• [EXCERPTED TEXT]

CN115886767A - Hemodynamics platform measuring method - Google Patents

Abstract

A hemodynamics platform measuring method is characterized in that a pulse wave of a person to be measured is measured by keeping a constant pressure on a measuring platform with the pressure of a blood pressure belt of an electronic sphygmomanometer in a range of 55-70 mm Hg, at least one pulse wave is captured from a plurality of measured pulse waves, and the heart stroke quantity is calculated by matching the waveform and characteristic point parameters of each pulse wave with the systolic pressure and diastolic pressure of the blood pressure of the person to be measured; the invention can change the pressure of the measuring platform by selecting the pressure of the measuring platform in a proper interval of 55-70 mm Hg in cooperation with the diastolic pressure and the physiological condition of different testees and the signal quality of the electronic sphygmomanometer, so that each tester can obtain a typical pulse waveform by proper measuring platform, the accuracy of the measuring result is improved, and the proportion of people who cannot be measured is reduced.

Description

Hemodynamic platform measurement method

Technical Field

The present invention relates to a measurement method, and in particular to a hemodynamic platform measurement method.

Background Art

Hemodynamic monitoring is a very important treatment activity for cardiovascular diseases. Its parameters, such as cardiac output (CO), refer to the total amount of blood ejected by a single ventricle per minute. It is the product of heart rate (HR) and stroke volume (SV), and is an important indicator of cardiac function. Through hemodynamic monitoring, clinical medical staff can identify the cause of the disease at an early stage, provide patients with appropriate medical treatment in a timely manner, and reduce the mortality rate of heart patients.

Currently, cardiac output monitoring technologies include invasive and non-invasive technologies. Invasive cardiac output detection technologies, such as cardiopulmonary volume monitoring (PiCCO), use the transpulmonary temperature dilution method and pulse curve analysis method to place a central venous catheter and an arterial catheter in the human body, inject a certain amount of ice water from the central venous end, and measure the temperature and time change line at the arterial end to measure the cardiac output.

Non-invasive cardiac output detection technologies such as impedance cardiovascular flow graph (ICG) are to set electrodes at both ends of the tissue chest cavity to measure the impedance cardiovascular flow graph, and substitute the parameters in the graph into the Kubicek stroke volume formula to calculate the cardiac output (CO); non-invasive cardiac output detection also has a pulse wave-based method, which is based on the elastic organ model (Windkessel Model). After obtaining the pulse wave using a pressure pulse device, the cardiac output (CO) is calculated using the pulse wave signal, waveform, and characteristic points of the waveform. Compared with invasive methods, the above non-invasive measurement methods have the advantages of being non-invasive, safe, and simple. However, in the method of calculating cardiac output using pulse waves, whether the waveform of the pulse wave typically shows each characteristic point is related to the pressure of the compression cuff. Therefore, choosing an appropriate platform pressure to measure the pulse wave is very important for the measurement result. Too high or too low will reduce the accuracy and reduce the number of people who can use this method for measurement.

Summary of the invention

Since the accuracy of the existing method of calculating cardiac output using pulse waves is related to the pressure of the selected measuring platform, the present invention sets a measuring platform in a preferred pressure range, and measures the pulse wave of the subject at a fixed pressure on the measuring platform, thereby improving the accuracy of the measurement results and reducing the proportion of people who cannot be measured.

• [SOURCE INFORMATION]

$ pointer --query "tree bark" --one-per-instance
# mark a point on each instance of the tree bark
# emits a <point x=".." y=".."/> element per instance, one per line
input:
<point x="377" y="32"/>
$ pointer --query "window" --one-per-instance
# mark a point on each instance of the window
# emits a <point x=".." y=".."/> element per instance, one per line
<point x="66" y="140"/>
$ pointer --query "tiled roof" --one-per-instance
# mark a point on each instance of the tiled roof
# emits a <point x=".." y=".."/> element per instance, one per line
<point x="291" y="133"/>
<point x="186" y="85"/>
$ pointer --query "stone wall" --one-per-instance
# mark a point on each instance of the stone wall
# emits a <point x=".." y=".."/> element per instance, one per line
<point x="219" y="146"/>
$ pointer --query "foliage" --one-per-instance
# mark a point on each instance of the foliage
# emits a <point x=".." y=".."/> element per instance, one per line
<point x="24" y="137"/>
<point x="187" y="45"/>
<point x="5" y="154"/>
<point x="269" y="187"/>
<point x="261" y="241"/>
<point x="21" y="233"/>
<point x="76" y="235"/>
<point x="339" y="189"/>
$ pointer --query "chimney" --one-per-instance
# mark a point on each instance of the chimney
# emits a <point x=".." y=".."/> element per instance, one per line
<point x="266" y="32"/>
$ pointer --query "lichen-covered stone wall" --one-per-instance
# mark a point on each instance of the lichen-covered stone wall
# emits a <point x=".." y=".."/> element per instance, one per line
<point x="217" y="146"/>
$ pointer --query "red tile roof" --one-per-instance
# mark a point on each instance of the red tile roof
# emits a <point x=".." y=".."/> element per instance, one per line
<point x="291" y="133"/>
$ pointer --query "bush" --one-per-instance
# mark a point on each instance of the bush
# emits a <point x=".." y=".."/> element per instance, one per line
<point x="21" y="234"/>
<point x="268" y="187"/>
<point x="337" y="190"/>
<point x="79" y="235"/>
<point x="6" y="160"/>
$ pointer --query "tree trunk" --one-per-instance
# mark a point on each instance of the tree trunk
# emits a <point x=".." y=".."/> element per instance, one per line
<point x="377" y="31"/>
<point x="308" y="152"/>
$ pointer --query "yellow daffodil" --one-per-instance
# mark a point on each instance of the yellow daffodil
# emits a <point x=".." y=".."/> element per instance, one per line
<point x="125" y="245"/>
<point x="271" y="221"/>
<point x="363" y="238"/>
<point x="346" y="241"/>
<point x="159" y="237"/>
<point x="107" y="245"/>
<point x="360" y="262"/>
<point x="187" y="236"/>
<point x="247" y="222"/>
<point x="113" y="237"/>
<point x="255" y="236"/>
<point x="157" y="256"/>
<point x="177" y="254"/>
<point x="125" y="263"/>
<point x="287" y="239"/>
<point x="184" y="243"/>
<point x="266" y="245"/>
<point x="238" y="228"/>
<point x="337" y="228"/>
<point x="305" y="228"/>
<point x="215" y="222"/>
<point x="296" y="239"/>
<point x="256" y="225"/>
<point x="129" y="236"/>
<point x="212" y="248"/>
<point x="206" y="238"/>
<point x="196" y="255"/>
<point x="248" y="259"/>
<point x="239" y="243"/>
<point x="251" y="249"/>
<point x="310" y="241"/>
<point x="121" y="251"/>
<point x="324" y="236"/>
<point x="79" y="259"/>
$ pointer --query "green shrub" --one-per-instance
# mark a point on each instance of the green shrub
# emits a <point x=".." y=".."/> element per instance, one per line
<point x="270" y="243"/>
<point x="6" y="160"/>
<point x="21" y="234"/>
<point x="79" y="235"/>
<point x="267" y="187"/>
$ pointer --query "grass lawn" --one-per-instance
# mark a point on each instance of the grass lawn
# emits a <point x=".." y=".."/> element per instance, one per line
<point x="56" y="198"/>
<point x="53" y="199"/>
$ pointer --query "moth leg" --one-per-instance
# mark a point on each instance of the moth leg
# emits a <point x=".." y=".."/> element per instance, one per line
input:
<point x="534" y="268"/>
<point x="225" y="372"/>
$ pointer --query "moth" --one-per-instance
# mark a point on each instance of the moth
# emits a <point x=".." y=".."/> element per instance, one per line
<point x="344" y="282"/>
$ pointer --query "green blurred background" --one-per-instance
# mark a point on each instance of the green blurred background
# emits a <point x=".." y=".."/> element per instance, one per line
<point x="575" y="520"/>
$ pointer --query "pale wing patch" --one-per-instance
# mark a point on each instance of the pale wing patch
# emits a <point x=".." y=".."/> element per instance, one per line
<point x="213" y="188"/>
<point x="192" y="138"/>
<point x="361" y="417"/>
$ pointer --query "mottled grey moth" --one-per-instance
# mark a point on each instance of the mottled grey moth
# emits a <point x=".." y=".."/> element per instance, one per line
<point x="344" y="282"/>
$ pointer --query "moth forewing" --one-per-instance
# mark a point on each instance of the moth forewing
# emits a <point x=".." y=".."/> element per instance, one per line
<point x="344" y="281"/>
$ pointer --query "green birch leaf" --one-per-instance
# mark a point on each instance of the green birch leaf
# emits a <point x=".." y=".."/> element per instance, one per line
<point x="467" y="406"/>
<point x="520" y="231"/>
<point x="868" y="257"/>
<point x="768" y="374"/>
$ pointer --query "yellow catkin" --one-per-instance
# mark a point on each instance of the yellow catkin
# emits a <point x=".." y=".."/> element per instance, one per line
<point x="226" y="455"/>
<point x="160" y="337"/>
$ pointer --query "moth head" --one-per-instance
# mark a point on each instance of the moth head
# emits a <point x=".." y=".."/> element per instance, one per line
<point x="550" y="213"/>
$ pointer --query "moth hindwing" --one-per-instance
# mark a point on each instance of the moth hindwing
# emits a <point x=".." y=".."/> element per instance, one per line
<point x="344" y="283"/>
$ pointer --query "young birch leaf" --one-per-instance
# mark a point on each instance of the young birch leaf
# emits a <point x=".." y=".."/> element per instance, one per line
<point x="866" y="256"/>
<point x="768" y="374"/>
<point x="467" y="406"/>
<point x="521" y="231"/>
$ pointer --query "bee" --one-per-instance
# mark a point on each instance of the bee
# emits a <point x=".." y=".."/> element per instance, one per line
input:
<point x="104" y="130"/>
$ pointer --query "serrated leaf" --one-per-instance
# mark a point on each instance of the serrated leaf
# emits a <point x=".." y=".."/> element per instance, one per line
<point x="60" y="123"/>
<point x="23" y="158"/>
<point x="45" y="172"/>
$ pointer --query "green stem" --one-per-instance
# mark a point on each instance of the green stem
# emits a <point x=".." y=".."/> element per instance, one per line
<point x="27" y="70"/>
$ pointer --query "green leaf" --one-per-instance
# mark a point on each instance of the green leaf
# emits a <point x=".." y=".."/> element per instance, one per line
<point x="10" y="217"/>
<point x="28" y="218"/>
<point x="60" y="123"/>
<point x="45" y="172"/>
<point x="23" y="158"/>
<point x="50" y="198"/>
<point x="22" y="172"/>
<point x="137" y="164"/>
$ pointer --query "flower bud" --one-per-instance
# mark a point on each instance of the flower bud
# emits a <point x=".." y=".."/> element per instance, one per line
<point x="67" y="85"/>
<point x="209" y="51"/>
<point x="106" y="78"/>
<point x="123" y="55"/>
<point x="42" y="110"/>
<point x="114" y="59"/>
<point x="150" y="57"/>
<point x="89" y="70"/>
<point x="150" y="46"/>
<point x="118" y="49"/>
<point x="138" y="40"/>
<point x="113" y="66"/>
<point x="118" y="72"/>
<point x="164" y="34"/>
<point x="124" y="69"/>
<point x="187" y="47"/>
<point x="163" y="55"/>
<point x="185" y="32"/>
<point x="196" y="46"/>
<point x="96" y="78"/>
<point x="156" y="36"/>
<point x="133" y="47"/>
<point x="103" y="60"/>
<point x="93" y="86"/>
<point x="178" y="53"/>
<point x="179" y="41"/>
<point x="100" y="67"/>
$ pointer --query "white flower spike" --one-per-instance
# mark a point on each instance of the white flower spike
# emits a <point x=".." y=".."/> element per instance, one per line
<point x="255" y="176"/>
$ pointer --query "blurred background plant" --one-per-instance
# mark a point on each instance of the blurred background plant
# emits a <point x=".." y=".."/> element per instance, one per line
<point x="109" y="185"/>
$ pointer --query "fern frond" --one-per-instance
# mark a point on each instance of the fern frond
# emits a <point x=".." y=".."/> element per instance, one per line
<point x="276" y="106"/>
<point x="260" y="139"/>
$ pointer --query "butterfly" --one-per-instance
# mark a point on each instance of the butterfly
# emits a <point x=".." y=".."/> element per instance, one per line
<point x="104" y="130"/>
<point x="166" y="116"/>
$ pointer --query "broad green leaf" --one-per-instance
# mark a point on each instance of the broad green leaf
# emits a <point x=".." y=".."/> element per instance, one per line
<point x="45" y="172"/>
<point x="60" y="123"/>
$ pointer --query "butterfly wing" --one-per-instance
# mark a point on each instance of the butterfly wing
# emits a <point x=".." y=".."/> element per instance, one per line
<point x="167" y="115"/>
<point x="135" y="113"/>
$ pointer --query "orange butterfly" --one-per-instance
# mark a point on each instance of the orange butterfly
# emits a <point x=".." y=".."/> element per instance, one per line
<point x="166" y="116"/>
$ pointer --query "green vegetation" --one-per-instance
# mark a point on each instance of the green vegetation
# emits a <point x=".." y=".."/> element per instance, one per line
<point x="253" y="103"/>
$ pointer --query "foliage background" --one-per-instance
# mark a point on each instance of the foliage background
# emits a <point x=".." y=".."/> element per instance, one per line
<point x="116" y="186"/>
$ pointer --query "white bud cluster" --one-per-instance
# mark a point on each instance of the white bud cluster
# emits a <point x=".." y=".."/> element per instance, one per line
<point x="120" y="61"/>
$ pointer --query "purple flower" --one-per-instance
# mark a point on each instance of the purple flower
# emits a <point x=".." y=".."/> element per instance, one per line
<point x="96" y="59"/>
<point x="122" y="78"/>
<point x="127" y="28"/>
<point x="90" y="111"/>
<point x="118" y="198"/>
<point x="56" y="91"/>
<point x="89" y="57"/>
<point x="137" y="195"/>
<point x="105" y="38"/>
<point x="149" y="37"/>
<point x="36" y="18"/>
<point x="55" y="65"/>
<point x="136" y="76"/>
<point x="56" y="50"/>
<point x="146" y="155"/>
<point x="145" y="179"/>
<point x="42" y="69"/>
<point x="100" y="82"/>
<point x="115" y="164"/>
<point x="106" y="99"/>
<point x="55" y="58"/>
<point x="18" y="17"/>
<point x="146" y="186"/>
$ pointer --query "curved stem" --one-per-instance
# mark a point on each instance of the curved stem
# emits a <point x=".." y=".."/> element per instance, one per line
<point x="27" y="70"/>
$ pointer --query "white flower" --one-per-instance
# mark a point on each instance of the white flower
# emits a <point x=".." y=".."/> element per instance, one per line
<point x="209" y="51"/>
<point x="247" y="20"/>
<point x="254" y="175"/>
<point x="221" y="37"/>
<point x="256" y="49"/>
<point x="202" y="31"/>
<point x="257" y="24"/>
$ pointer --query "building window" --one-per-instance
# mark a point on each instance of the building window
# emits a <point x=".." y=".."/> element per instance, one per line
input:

• [PROBLEM 1]
In the hemodynamics patent text, what pressure range is the blood pressure cuff kept within while the pulse wave is measured?
• [PROBLEM 2]
Reproduce the hemodynamics patent text word for word, starting with "The present invention relates" and going on through "of heart patients.".

• [WORKED SOLUTION 1]
55-70 mm Hg

• [WORKED SOLUTION 2]
The present invention relates to a measurement method, and in particular to a hemodynamic platform measurement method.

Background Art

Hemodynamic monitoring is a very important treatment activity for cardiovascular diseases. Its parameters, such as cardiac output (CO), refer to the total amount of blood ejected by a single ventricle per minute. It is the product of heart rate (HR) and stroke volume (SV), and is an important indicator of cardiac function. Through hemodynamic monitoring, clinical medical staff can identify the cause of the disease at an early stage, provide patients with appropriate medical treatment in a timely manner, and reduce the mortality rate of heart patients.